| Aim of the exercise |
Can you continue the HDBIG-SCCA documentation text below, picking up right after its final sentence?

| Text under study |
**HDBIG-SCCA Documentation**

Release 1.0.0, 6/17/2015

© Copyright 2015, ShenLab at Indiana University School of Medicine

Acknowledgements: NIH
R01 LM011360 and NSF IIS-1117335.

Contact: Jingwen Yan (jingyan@umail.iu.edu) and/or Li Shen (shenli@iu.edu)

Question or bug
reporting: The HDBIG team (hdbig@iu.edu)

Recent advances in brain imaging and high throughput genotyping and sequencing techniques enable new approaches to study the influence of genetic variation on brain structure and function. HDBIG is a collection of software tools for high dimensional brain imaging genomics. These tools are designed to perform comprehensive joint analysis of heterogeneous imaging genomics data. HDBIG-SCCA is an HDBIG toolkit focusing on Sparse Canonical Correlation Analysis (SCCA). The current version includes matlab implementation of knowledge guided SCCA model (KG-SCCA). It can be applied to examine the association between genetic variations and imaging phenotypes. See below for the relevant paper.

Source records
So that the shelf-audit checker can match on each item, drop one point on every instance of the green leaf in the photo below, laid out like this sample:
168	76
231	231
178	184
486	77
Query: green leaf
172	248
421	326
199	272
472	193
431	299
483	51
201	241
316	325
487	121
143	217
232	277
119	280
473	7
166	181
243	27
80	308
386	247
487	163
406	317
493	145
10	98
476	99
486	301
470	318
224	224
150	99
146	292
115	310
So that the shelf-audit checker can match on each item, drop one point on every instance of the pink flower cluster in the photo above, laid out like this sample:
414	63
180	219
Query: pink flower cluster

--

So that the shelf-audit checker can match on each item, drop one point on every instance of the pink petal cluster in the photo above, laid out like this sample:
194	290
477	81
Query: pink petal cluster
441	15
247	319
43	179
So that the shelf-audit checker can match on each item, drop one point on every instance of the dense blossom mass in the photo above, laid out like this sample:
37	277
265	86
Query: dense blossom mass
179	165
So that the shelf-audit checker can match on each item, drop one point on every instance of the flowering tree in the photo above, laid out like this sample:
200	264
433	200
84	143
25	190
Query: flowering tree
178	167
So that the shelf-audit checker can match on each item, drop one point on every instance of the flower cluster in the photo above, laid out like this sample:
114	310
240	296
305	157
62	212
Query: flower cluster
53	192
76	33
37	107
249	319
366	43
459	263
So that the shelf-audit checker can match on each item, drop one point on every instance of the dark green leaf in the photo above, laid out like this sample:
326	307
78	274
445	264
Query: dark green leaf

* * *

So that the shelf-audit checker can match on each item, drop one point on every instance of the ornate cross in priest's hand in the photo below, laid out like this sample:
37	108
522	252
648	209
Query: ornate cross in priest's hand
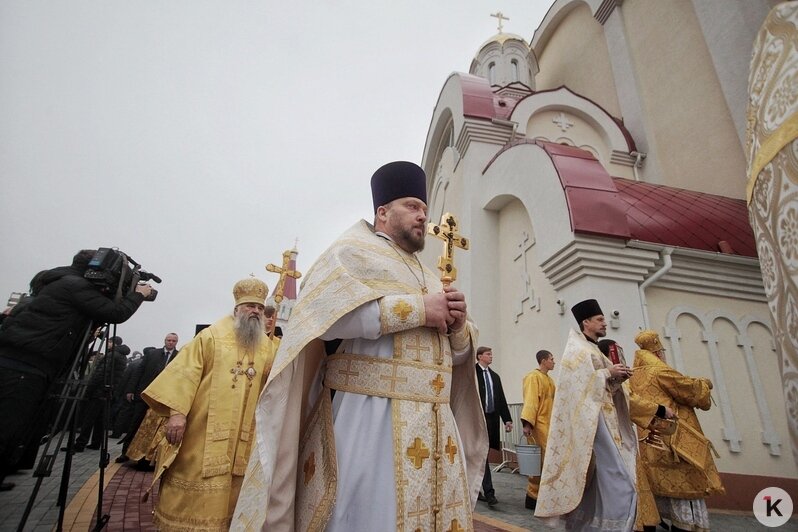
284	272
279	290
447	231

| Answer space |
· Yan J, Du L, Kim S, Risacher SL, Huang H, Moore JH, Saykin AJ, Shen L, for the ADNI (2014) Transcriptome-guided amyloid imaging genetic analysis via a novel structured sparse learning algorithm. Bioinformatics, Vol. 30 ECCB 2014, pages i564–i571.

HDBIG-SCCA uses GNU General Public License (GPL). The license description is included in the software package. Please review and accept the license before installing HDBIG-SCCA via any source.

Software

· Available at http://www.iu.edu/~hdbig/SCCA/

Documentation

· HTML: http://www.iu.edu/~hdbig/SCCA/HDBIG-SCCA-v1.0.0.html

· PDF: http://www.iu.edu/~hdbig/SCCA/HDBIG-SCCA-v1.0.0.pdf

The package “HDBIG-SCCA-v1.0.0.zip” consists of five subfolders.

· 00_data: Synthetic X, Y, and their prior structures (group and network)

· 01_example: Example functions for demonstration

· 02_data_preprocessing: Functions for data preprocessing

· 03_association_code: association functions (See “Methods” for details)

· 99_license: The license description.

All the functions described in
the following “Methods” section are located in “03_association_code”.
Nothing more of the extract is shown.